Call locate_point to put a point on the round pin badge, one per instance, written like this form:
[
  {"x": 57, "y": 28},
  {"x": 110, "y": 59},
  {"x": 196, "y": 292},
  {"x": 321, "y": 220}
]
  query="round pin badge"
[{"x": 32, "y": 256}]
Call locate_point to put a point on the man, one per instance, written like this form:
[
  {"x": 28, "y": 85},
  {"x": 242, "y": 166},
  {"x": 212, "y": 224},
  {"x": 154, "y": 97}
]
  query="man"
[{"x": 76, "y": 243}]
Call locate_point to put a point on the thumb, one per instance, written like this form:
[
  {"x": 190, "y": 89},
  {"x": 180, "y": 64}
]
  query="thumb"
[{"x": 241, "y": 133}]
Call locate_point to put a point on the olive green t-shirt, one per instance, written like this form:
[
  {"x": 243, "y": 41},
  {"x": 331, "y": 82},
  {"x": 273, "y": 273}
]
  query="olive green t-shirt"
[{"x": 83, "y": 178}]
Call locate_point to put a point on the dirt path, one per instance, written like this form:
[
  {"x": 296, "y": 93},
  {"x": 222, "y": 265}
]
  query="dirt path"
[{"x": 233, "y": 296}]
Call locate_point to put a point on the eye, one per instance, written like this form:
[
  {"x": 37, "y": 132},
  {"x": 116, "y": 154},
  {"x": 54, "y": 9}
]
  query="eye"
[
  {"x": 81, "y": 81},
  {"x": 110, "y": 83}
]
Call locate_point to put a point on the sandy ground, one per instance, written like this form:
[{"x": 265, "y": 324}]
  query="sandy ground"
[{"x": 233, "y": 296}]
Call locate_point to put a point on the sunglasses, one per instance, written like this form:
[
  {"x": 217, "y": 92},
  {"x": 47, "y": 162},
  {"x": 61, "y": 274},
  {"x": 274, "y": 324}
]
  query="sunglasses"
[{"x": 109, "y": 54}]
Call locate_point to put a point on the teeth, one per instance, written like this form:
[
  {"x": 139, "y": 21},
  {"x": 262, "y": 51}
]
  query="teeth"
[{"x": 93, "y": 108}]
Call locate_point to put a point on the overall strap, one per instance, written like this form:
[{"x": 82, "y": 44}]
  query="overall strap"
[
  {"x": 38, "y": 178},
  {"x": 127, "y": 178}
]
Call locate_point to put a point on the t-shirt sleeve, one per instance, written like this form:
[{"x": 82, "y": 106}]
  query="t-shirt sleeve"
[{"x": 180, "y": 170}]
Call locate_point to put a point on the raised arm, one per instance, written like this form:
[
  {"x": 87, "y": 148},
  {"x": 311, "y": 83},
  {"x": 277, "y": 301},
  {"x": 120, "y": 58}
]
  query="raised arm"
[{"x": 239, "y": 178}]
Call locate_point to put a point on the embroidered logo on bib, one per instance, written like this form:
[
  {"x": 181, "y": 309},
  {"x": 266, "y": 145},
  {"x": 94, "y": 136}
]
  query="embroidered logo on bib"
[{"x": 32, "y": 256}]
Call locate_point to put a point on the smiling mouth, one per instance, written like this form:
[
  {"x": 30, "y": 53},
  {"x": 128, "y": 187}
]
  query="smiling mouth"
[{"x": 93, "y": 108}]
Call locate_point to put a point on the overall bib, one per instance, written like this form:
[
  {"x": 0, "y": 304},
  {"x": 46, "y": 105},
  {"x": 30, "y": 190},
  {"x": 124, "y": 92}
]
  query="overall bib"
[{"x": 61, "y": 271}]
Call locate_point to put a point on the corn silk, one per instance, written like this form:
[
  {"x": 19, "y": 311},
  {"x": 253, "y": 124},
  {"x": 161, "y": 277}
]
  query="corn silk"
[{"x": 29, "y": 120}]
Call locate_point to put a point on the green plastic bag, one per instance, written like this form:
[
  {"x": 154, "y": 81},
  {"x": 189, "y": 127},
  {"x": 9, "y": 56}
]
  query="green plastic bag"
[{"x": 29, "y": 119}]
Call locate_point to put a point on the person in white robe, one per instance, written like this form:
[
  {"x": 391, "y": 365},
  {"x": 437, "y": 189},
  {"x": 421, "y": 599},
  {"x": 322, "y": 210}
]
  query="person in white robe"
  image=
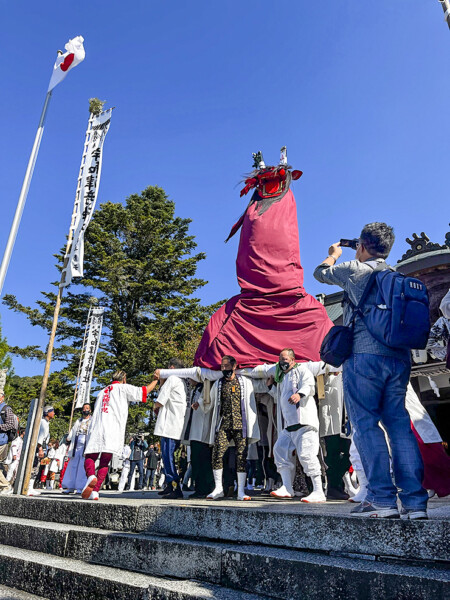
[
  {"x": 126, "y": 453},
  {"x": 170, "y": 408},
  {"x": 212, "y": 403},
  {"x": 196, "y": 435},
  {"x": 15, "y": 450},
  {"x": 75, "y": 476},
  {"x": 334, "y": 428},
  {"x": 107, "y": 430},
  {"x": 297, "y": 423}
]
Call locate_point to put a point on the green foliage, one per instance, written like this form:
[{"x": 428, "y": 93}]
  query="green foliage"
[
  {"x": 5, "y": 361},
  {"x": 140, "y": 263},
  {"x": 59, "y": 395}
]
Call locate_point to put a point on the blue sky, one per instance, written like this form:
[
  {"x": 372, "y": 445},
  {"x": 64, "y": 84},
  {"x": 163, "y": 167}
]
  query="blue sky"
[{"x": 359, "y": 93}]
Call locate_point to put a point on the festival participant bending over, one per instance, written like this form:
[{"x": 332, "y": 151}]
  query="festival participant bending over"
[
  {"x": 298, "y": 425},
  {"x": 107, "y": 431},
  {"x": 171, "y": 409},
  {"x": 234, "y": 418},
  {"x": 75, "y": 477}
]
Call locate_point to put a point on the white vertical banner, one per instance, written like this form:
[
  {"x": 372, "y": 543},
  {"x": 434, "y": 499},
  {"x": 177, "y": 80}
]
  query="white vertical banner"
[
  {"x": 86, "y": 196},
  {"x": 88, "y": 356}
]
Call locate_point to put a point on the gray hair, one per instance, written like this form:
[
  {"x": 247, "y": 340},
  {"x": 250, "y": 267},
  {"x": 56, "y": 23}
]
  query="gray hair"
[
  {"x": 119, "y": 375},
  {"x": 378, "y": 239}
]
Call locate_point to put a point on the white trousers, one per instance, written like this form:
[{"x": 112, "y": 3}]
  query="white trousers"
[
  {"x": 124, "y": 478},
  {"x": 12, "y": 468},
  {"x": 306, "y": 442}
]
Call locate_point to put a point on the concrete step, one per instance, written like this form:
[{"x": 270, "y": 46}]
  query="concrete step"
[
  {"x": 59, "y": 578},
  {"x": 15, "y": 594},
  {"x": 301, "y": 527},
  {"x": 271, "y": 572}
]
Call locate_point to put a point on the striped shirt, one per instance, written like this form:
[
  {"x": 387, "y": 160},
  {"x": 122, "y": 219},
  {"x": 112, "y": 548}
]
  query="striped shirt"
[{"x": 353, "y": 276}]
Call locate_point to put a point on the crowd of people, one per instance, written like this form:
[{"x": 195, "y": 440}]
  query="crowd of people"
[{"x": 310, "y": 430}]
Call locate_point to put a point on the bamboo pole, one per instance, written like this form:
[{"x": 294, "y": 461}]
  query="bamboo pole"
[{"x": 51, "y": 343}]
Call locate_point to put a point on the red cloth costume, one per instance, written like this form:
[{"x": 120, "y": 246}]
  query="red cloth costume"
[
  {"x": 273, "y": 311},
  {"x": 436, "y": 464}
]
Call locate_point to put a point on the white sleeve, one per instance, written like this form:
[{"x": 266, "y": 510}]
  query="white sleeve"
[
  {"x": 260, "y": 386},
  {"x": 259, "y": 372},
  {"x": 316, "y": 368},
  {"x": 210, "y": 374},
  {"x": 166, "y": 389},
  {"x": 134, "y": 393},
  {"x": 191, "y": 373},
  {"x": 306, "y": 383},
  {"x": 72, "y": 432},
  {"x": 445, "y": 305}
]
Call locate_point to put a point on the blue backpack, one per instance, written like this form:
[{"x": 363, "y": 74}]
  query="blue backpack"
[{"x": 400, "y": 317}]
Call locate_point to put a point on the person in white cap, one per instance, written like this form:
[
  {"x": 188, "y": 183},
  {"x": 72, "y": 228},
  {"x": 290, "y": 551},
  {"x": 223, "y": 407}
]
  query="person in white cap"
[
  {"x": 43, "y": 439},
  {"x": 107, "y": 431}
]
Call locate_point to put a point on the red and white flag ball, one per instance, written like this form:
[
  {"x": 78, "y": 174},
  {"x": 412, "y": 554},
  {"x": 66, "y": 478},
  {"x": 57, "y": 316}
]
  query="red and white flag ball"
[{"x": 65, "y": 62}]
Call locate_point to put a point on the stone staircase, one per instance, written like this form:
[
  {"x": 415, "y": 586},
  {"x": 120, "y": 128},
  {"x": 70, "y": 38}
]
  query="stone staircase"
[{"x": 66, "y": 548}]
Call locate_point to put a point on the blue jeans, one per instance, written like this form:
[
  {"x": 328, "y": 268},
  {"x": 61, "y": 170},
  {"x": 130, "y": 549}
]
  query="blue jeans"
[
  {"x": 149, "y": 477},
  {"x": 374, "y": 392},
  {"x": 140, "y": 465},
  {"x": 168, "y": 447}
]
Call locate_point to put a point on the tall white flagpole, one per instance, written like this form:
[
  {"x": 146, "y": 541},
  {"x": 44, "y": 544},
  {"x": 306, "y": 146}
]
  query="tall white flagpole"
[
  {"x": 446, "y": 8},
  {"x": 23, "y": 193}
]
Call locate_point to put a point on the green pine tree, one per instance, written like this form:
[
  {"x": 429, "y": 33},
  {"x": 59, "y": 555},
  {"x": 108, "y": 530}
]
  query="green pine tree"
[{"x": 140, "y": 263}]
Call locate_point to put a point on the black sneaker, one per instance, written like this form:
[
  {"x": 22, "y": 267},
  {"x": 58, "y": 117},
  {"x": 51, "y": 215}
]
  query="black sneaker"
[
  {"x": 197, "y": 496},
  {"x": 336, "y": 494},
  {"x": 413, "y": 514},
  {"x": 165, "y": 490},
  {"x": 367, "y": 509},
  {"x": 175, "y": 494}
]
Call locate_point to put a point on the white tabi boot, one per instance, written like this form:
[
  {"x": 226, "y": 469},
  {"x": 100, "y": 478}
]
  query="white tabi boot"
[
  {"x": 31, "y": 491},
  {"x": 269, "y": 485},
  {"x": 286, "y": 490},
  {"x": 317, "y": 494},
  {"x": 348, "y": 485},
  {"x": 217, "y": 492},
  {"x": 360, "y": 496},
  {"x": 251, "y": 486},
  {"x": 242, "y": 478}
]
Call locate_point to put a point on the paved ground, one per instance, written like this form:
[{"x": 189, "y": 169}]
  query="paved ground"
[
  {"x": 438, "y": 508},
  {"x": 13, "y": 594}
]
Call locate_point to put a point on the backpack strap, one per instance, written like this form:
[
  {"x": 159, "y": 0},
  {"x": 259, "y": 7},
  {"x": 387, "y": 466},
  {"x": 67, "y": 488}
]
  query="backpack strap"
[{"x": 358, "y": 308}]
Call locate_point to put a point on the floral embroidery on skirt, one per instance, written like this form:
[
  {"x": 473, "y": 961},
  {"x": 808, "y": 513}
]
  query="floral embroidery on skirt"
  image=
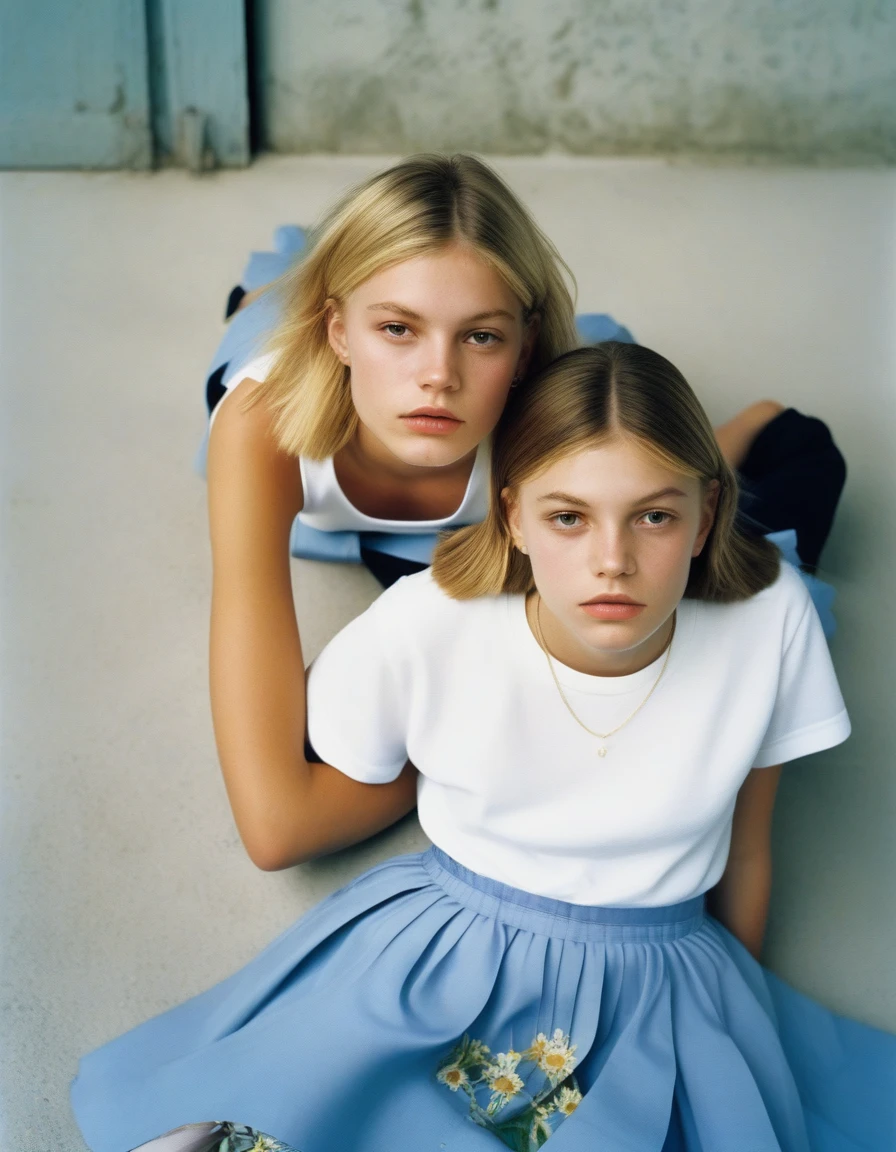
----
■ **PROBLEM**
Beginning with the line that contains "Call locate_point to put a point on the backpack" and ending at the last line of the rows, output each non-blank line in a Markdown table with the columns Number and Line. Leave the pictures out.

■ **RESULT OF THE TASK**
| Number | Line |
|---|---|
| 1 | Call locate_point to put a point on the backpack strap, one per instance, written like this form: |
| 2 | [ |
| 3 |   {"x": 159, "y": 0}, |
| 4 |   {"x": 259, "y": 7}, |
| 5 |   {"x": 387, "y": 466}, |
| 6 |   {"x": 67, "y": 488} |
| 7 | ] |
| 8 |   query="backpack strap" |
| 9 | [{"x": 358, "y": 308}] |
| 10 | Call locate_point to put a point on the floral embroidery on skirt, one per instance, written like this form: |
| 11 | [ |
| 12 |   {"x": 473, "y": 961}, |
| 13 |   {"x": 808, "y": 513} |
| 14 | ] |
| 15 |   query="floral embroidery on skirt" |
| 16 |   image= |